> _Aim_:
Pull out every line of the records below that contains the string "floor", and copy each one in full. Case matters, so match only that exact capitalization.

> _Records for this exercise_:
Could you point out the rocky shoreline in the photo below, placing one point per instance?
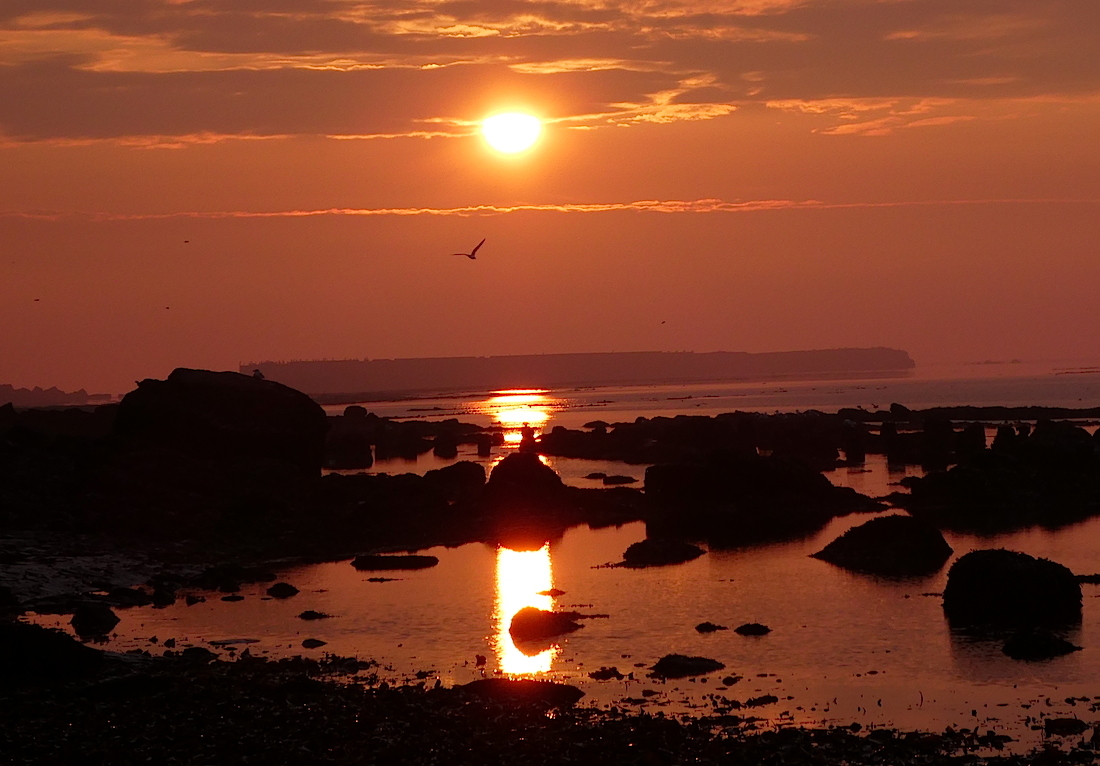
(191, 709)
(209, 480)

* * *

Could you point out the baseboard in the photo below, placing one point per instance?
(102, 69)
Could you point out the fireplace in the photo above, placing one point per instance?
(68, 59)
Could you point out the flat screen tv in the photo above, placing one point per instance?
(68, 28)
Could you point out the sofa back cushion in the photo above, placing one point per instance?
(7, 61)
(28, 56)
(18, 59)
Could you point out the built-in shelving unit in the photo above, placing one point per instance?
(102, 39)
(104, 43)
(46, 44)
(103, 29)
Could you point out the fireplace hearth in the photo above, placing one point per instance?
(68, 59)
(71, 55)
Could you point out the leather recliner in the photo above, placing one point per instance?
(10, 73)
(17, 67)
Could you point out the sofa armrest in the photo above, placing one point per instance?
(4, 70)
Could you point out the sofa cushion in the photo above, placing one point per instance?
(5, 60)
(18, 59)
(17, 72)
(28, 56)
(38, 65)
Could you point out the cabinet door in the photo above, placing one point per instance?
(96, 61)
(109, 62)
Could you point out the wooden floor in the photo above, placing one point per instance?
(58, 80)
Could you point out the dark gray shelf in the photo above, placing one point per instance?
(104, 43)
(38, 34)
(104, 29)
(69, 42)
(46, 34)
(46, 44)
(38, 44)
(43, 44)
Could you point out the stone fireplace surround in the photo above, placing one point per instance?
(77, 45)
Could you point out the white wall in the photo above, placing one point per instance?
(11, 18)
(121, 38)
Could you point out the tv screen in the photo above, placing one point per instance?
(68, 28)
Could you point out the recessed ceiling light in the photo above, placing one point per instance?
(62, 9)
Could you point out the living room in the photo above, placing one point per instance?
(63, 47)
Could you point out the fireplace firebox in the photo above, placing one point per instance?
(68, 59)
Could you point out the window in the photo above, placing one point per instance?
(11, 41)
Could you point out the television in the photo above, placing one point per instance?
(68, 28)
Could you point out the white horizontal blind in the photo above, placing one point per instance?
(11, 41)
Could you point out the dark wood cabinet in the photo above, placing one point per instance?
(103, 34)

==

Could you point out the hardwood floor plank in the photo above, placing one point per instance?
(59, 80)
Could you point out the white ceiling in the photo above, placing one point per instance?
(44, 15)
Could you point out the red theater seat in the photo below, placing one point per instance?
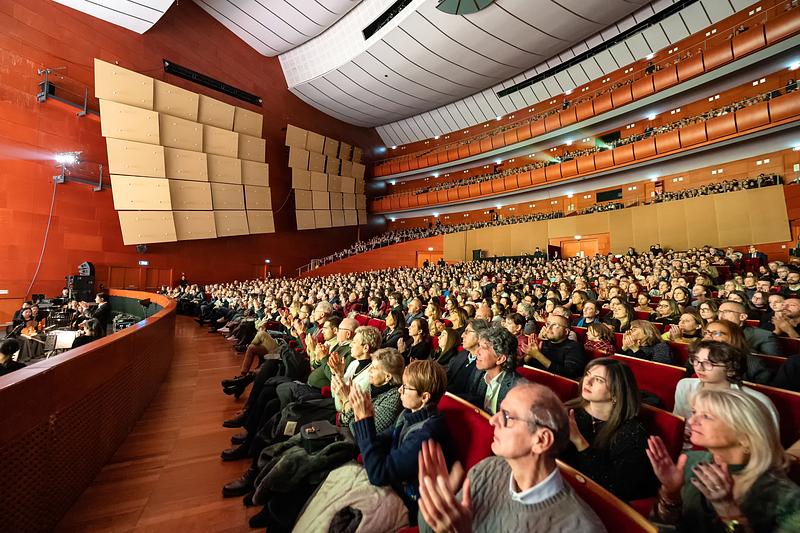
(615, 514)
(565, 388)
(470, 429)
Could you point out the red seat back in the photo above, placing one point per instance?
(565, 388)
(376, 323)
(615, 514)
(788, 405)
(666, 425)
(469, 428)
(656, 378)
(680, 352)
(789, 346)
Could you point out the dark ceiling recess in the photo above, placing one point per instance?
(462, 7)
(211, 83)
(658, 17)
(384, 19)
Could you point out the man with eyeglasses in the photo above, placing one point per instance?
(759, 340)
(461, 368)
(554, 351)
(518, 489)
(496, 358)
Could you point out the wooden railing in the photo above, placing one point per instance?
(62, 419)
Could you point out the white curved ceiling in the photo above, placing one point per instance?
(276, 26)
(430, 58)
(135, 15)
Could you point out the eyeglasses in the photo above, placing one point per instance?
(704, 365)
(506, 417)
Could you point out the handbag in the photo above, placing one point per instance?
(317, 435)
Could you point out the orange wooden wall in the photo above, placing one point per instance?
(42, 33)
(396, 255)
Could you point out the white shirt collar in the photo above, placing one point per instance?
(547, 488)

> _Answer below_:
Could you point out the wooden floor in the photo above, placing one point per instance?
Could you point out the hardwood floor plank in the photo above, placing one point per instance?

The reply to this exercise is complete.